• AVAILABLE DATA
-- Start --

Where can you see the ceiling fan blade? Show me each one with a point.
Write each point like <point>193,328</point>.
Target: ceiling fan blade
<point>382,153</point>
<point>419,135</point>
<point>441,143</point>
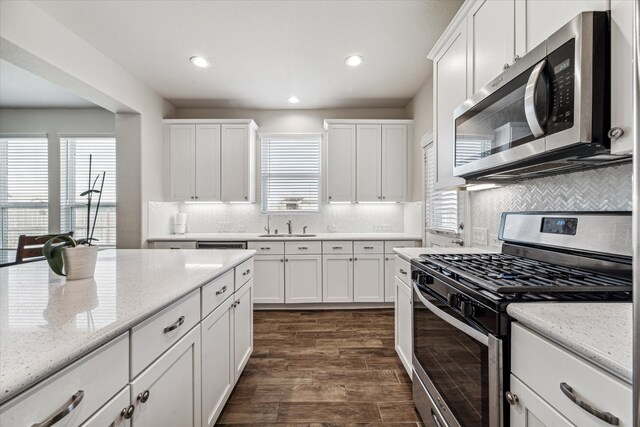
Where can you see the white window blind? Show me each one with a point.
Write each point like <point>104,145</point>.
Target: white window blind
<point>74,169</point>
<point>24,191</point>
<point>290,173</point>
<point>441,207</point>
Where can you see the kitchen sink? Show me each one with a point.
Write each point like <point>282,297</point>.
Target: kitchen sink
<point>287,235</point>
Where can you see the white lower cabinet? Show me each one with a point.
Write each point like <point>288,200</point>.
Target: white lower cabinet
<point>368,278</point>
<point>404,328</point>
<point>268,279</point>
<point>531,410</point>
<point>242,328</point>
<point>389,279</point>
<point>218,371</point>
<point>116,413</point>
<point>337,278</point>
<point>303,282</point>
<point>167,393</point>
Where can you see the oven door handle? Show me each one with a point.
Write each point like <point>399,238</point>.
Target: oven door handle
<point>473,333</point>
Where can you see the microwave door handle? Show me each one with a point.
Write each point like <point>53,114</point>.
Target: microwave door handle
<point>529,99</point>
<point>473,333</point>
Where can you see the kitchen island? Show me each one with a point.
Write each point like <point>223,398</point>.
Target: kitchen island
<point>49,323</point>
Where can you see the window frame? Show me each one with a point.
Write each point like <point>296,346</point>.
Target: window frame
<point>292,137</point>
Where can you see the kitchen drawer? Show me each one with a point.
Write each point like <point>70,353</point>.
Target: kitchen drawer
<point>244,272</point>
<point>173,245</point>
<point>111,414</point>
<point>303,248</point>
<point>215,292</point>
<point>388,246</point>
<point>543,366</point>
<point>403,270</point>
<point>92,380</point>
<point>368,247</point>
<point>267,247</point>
<point>155,335</point>
<point>337,247</point>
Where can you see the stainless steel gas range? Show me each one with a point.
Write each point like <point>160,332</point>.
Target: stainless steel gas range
<point>460,324</point>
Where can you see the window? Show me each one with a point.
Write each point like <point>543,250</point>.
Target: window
<point>441,207</point>
<point>74,170</point>
<point>290,173</point>
<point>24,191</point>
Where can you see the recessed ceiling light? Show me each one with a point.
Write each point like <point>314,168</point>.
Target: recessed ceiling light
<point>354,61</point>
<point>199,61</point>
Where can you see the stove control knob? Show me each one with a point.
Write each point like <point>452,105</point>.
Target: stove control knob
<point>454,300</point>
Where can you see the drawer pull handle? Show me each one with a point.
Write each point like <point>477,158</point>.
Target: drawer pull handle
<point>512,399</point>
<point>127,413</point>
<point>177,324</point>
<point>607,417</point>
<point>63,411</point>
<point>143,397</point>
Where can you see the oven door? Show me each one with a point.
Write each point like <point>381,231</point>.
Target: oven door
<point>460,366</point>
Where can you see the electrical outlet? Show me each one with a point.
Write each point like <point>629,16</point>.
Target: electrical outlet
<point>480,236</point>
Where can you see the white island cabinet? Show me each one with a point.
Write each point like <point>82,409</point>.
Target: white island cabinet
<point>174,347</point>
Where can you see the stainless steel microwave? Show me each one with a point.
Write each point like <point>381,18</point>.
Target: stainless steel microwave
<point>547,113</point>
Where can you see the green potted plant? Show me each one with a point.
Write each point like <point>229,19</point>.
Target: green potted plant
<point>76,258</point>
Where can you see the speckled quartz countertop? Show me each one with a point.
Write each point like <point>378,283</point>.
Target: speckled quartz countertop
<point>599,332</point>
<point>408,253</point>
<point>190,237</point>
<point>47,323</point>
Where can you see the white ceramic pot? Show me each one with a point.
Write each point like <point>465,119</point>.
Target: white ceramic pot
<point>79,262</point>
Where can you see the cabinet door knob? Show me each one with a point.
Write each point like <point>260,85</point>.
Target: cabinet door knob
<point>127,412</point>
<point>143,397</point>
<point>512,399</point>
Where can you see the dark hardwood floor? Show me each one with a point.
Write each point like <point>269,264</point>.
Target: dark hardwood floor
<point>322,368</point>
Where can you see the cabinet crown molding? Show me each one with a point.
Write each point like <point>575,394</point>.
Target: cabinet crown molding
<point>458,19</point>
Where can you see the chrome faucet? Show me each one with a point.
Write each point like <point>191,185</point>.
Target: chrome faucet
<point>268,227</point>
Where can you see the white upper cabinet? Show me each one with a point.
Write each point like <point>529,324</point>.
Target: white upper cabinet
<point>182,151</point>
<point>207,178</point>
<point>211,160</point>
<point>341,163</point>
<point>621,76</point>
<point>394,162</point>
<point>538,19</point>
<point>367,160</point>
<point>450,90</point>
<point>368,163</point>
<point>491,46</point>
<point>238,163</point>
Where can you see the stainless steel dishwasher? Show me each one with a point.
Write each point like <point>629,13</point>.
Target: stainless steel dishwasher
<point>221,245</point>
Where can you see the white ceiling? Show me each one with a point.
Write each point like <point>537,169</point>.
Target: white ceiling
<point>21,89</point>
<point>262,52</point>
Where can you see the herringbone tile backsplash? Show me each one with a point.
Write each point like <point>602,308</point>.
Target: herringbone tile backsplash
<point>604,189</point>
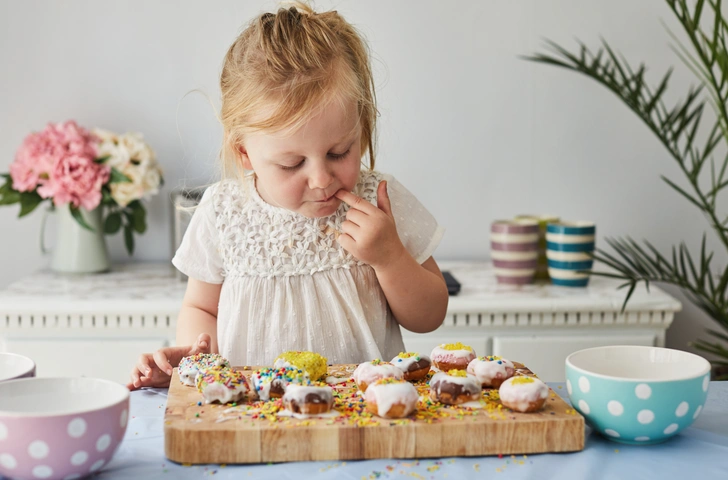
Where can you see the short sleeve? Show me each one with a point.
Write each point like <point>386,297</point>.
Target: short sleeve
<point>417,228</point>
<point>199,255</point>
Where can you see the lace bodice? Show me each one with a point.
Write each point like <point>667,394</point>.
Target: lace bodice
<point>258,239</point>
<point>287,284</point>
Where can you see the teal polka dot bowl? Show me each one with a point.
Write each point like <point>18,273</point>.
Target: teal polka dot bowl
<point>637,395</point>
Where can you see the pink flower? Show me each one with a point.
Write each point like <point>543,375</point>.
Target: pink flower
<point>76,179</point>
<point>60,162</point>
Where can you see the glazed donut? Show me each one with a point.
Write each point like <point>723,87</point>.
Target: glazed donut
<point>222,385</point>
<point>310,362</point>
<point>272,382</point>
<point>414,366</point>
<point>452,356</point>
<point>523,394</point>
<point>369,372</point>
<point>454,387</point>
<point>491,371</point>
<point>311,399</point>
<point>190,366</point>
<point>391,398</point>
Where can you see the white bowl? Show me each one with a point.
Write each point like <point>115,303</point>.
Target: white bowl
<point>14,366</point>
<point>60,427</point>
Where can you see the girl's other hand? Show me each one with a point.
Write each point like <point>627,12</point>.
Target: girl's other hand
<point>369,233</point>
<point>155,369</point>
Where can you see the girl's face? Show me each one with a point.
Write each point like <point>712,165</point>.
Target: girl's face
<point>301,170</point>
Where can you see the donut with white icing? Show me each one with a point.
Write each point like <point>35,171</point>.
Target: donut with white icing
<point>414,366</point>
<point>523,394</point>
<point>370,372</point>
<point>310,362</point>
<point>491,371</point>
<point>189,367</point>
<point>311,399</point>
<point>454,387</point>
<point>223,385</point>
<point>391,398</point>
<point>452,356</point>
<point>272,382</point>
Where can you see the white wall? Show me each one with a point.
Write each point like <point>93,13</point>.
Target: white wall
<point>476,132</point>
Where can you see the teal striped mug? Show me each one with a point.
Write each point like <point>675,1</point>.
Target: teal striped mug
<point>569,250</point>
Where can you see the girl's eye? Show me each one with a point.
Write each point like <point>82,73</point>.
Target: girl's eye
<point>337,156</point>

-- End --

• WHAT NEEDS TO BE DONE
Would you set down the listing exactly, omitting pictures?

• SOLUTION
Where can you see the ceiling fan blade? Show me each one with a point.
Write each point like <point>193,328</point>.
Target: ceiling fan blade
<point>382,153</point>
<point>419,135</point>
<point>441,143</point>
Where can you see the white window blind? Show me each one with a point.
Write each point like <point>104,145</point>.
Target: white window blind
<point>74,169</point>
<point>24,191</point>
<point>290,173</point>
<point>441,207</point>
Where can you see the kitchen sink? Show me each one with a point.
Write each point like <point>282,297</point>.
Target: kitchen sink
<point>287,235</point>
Where can you see the white lower cabinet? Show me each one with a point.
Write each point like <point>288,200</point>.
Target: white lower cabinet
<point>368,278</point>
<point>404,328</point>
<point>268,279</point>
<point>531,410</point>
<point>242,328</point>
<point>389,279</point>
<point>218,371</point>
<point>116,413</point>
<point>337,278</point>
<point>303,282</point>
<point>167,393</point>
Where can you see the oven door handle? Show me each one with a point.
Write each point like <point>399,238</point>.
Target: oven door handle
<point>473,333</point>
Where can you see the microwave door handle? Show me each one with a point.
Write each point like <point>53,114</point>.
Target: microwave door handle
<point>529,99</point>
<point>473,333</point>
Where can you see the kitchen island? Show me each one with a point.
Write each point like <point>223,398</point>.
Target: kitchen island
<point>49,323</point>
Where can you see the window frame? Show me each one with a point.
Write each point like <point>296,346</point>.
Target: window frame
<point>292,137</point>
Where can you see the kitchen drawer? Show me each one with a point.
Write each point like <point>70,353</point>.
Target: kitchen drawer
<point>244,272</point>
<point>173,245</point>
<point>111,414</point>
<point>303,248</point>
<point>215,292</point>
<point>388,246</point>
<point>543,366</point>
<point>403,270</point>
<point>92,380</point>
<point>368,247</point>
<point>267,247</point>
<point>155,335</point>
<point>337,247</point>
Where can you see the stainless steel gas range? Show me each one with a point.
Write each point like <point>160,332</point>.
Target: stainless steel gas range
<point>460,324</point>
Where can you see the window? Show me each one with a point.
Write each point like <point>543,250</point>.
Target: window
<point>441,207</point>
<point>74,170</point>
<point>290,173</point>
<point>24,191</point>
Where can you see the recessed ceiling light? Show me each one with a point.
Write each point like <point>314,168</point>.
Target: recessed ceiling light
<point>354,61</point>
<point>199,61</point>
Where can you see the stove control knob? Show me each one with a point.
Write each point like <point>452,105</point>.
Target: stove control knob
<point>454,300</point>
Where can you see the drawer pull handle? Show me each one with a point.
Write each point like <point>477,158</point>.
Target: drawer pull handle
<point>512,399</point>
<point>127,413</point>
<point>177,324</point>
<point>607,417</point>
<point>63,411</point>
<point>143,397</point>
Where can you see the oven door? Show me each one with a point.
Write each point like <point>381,231</point>.
Target: oven door
<point>460,366</point>
Where can you see the electrical outlet? Show me each one with a point.
Write each point like <point>629,16</point>.
Target: electrical outlet
<point>480,236</point>
Where can you see the white island cabinet? Show me each one with a point.
Write each point like <point>82,409</point>.
Target: white island cabinet
<point>174,347</point>
Where can you see the stainless steel microwave? Show me each one with a point.
Write each point like <point>381,18</point>.
Target: stainless steel microwave
<point>547,113</point>
Where can you see the green potted plant? Show me each one with a point.
Write each point like <point>229,19</point>.
Target: green potted plant
<point>76,258</point>
Where can you see the speckled quartz countertop? Show me each one with a point.
Write each point like <point>378,283</point>.
Target: speckled quartz countertop
<point>599,332</point>
<point>408,253</point>
<point>190,237</point>
<point>47,323</point>
Where can you see the white ceramic pot? Show me each one with a point.
Write each point like <point>465,119</point>.
Target: white ceramic pot
<point>79,262</point>
Where can you see the cabinet door knob? Show me each one with a point.
Write each point like <point>260,85</point>.
Target: cabinet door knob
<point>127,412</point>
<point>143,397</point>
<point>512,399</point>
Where can you see the dark hardwood floor? Show me each one with a point.
Write each point like <point>269,264</point>.
Target: dark hardwood floor
<point>322,368</point>
Where can you see the cabinet crown molding? Show me each one with a point.
Write each point like <point>575,394</point>.
Target: cabinet crown molding
<point>458,19</point>
Where can you see the chrome faucet? Show me each one with a point.
Write each point like <point>191,185</point>.
Target: chrome faucet
<point>268,227</point>
Where can you see the white upper cabinet? Show me each one with a point.
Write each point like <point>529,324</point>.
Target: white upper cabinet
<point>182,151</point>
<point>207,178</point>
<point>211,160</point>
<point>341,163</point>
<point>621,76</point>
<point>394,162</point>
<point>538,19</point>
<point>367,160</point>
<point>450,90</point>
<point>368,163</point>
<point>491,46</point>
<point>238,163</point>
Where can you see the stainless steel dishwasher? Show me each one with a point.
Write each point like <point>629,13</point>.
Target: stainless steel dishwasher
<point>221,245</point>
Where can you see the white ceiling? Show me each one with a point.
Write each point like <point>537,169</point>.
Target: white ceiling
<point>21,89</point>
<point>262,52</point>
Where can you see the herringbone tile backsplash? Show me each one with a point.
Write each point like <point>602,308</point>.
Target: herringbone tile backsplash
<point>604,189</point>
Where can you see the short sleeve? Show me each one with a point.
Write each point like <point>386,297</point>.
Target: short sleeve
<point>417,228</point>
<point>199,255</point>
Where can you see the lace bodice? Show me each one with a point.
Write each point like <point>667,394</point>.
Target: lace bodice
<point>258,239</point>
<point>287,284</point>
Where can you see the teal polka dot bowl? Show me each one with a point.
Write each point like <point>18,273</point>.
Target: teal polka dot bowl
<point>637,395</point>
Where can you see the pink flower? Show me each one with a point.
Write each point like <point>543,375</point>.
Target: pink flower
<point>76,179</point>
<point>60,162</point>
Where can you see the glazed donut? Show me each one with a point.
Write each point like <point>723,87</point>.
Target: glazed donut
<point>222,385</point>
<point>310,362</point>
<point>272,382</point>
<point>414,366</point>
<point>452,356</point>
<point>523,394</point>
<point>369,372</point>
<point>454,387</point>
<point>491,371</point>
<point>311,399</point>
<point>190,366</point>
<point>391,398</point>
Where can you see the white bowl? Show me each one with a point.
Write each point like <point>115,303</point>.
Target: white bowl
<point>14,366</point>
<point>60,427</point>
Where can you see the girl's other hand? Show me each one with a point.
Write each point like <point>627,12</point>.
Target: girl's other hand
<point>369,233</point>
<point>155,369</point>
Where can you see the girl's face? Show me each one with a point.
Write each point like <point>712,165</point>.
Target: girl's face
<point>301,170</point>
Where can you see the donut with white icing? Show me each one with a point.
Write each point like <point>35,171</point>.
Target: donut with white icing
<point>414,366</point>
<point>523,394</point>
<point>370,372</point>
<point>310,362</point>
<point>491,371</point>
<point>189,367</point>
<point>311,399</point>
<point>454,387</point>
<point>223,385</point>
<point>391,398</point>
<point>452,356</point>
<point>272,382</point>
Where can you see the white wall? Show me each one with a point.
Write each point like <point>93,13</point>.
Target: white wall
<point>476,132</point>
Where can you see the teal striped mug? Show me each one with a point.
Write each point like <point>675,1</point>.
Target: teal striped mug
<point>569,250</point>
Where can you see the girl's eye? Show me each one with a point.
Write each point like <point>82,73</point>.
Target: girl's eye
<point>337,156</point>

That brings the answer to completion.